What the task asks
Copy the rows word for word, from the line containing "Could you point to the horse's muzzle" through the end of the rows, inclusive.

Stored records
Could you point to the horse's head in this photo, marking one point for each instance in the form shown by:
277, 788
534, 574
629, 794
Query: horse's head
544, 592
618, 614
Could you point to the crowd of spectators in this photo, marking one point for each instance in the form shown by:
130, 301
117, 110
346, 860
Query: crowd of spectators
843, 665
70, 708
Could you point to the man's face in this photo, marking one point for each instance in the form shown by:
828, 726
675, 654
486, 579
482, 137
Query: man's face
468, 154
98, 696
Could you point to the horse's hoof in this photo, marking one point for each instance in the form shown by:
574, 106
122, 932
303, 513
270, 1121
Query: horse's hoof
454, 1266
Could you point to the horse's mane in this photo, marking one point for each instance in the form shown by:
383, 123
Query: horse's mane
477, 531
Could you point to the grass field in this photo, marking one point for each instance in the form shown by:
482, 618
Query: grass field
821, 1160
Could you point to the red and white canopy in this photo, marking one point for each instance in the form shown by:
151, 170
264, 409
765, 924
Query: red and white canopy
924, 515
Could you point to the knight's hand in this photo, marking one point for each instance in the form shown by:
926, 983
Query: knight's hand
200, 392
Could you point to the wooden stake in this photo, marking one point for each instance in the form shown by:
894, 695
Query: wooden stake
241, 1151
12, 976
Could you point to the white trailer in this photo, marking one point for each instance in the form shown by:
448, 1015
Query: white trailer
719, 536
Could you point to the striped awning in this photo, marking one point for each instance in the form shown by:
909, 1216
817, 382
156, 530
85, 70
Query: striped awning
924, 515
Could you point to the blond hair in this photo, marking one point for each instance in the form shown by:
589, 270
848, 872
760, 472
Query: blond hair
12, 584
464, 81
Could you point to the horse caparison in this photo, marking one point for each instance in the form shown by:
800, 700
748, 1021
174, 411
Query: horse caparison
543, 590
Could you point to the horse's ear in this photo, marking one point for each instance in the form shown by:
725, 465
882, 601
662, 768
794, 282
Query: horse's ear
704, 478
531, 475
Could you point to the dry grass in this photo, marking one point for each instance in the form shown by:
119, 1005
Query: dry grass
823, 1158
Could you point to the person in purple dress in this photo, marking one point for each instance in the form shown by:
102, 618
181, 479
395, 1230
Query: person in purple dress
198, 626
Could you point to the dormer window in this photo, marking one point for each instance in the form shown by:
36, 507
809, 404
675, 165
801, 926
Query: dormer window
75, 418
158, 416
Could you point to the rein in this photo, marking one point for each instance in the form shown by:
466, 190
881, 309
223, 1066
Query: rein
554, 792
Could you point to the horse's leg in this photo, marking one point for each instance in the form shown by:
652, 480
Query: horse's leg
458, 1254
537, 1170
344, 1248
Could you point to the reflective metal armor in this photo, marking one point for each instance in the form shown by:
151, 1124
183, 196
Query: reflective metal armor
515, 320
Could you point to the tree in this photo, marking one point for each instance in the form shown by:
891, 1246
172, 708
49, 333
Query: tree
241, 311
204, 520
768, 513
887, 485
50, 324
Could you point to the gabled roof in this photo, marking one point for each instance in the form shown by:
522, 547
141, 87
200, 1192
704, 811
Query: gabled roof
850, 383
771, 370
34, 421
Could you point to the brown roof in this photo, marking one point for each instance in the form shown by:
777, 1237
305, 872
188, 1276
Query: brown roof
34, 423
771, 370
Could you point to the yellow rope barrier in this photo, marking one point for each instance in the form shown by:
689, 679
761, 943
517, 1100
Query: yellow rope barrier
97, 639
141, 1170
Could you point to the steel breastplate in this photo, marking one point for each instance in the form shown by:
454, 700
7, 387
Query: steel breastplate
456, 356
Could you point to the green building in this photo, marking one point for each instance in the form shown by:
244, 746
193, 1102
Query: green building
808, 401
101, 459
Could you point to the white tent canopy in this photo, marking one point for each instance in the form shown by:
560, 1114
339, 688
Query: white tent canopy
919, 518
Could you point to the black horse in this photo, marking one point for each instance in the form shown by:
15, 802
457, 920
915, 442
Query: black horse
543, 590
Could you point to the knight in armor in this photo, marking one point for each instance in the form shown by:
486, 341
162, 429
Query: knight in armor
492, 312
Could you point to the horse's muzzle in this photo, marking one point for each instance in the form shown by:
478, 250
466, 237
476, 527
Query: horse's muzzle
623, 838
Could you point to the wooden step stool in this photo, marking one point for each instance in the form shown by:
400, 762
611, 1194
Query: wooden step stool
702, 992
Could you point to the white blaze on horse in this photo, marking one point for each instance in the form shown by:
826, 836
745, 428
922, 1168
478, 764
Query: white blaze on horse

Result of the exercise
Could you point to the horse's muzzle in this photo, marking one point for each instance in the form shown by:
478, 250
466, 237
476, 527
Query: horse's muzzle
623, 838
Could you point to the wooden step stool in this photo, marking one point for each instance in the form shown by:
400, 762
611, 1194
Query: wooden step stool
702, 992
Could you point to the white blaze on horse in this photo, marking one point for each instance in the form shown by:
826, 836
745, 428
922, 1168
478, 764
Query: white blaze on horse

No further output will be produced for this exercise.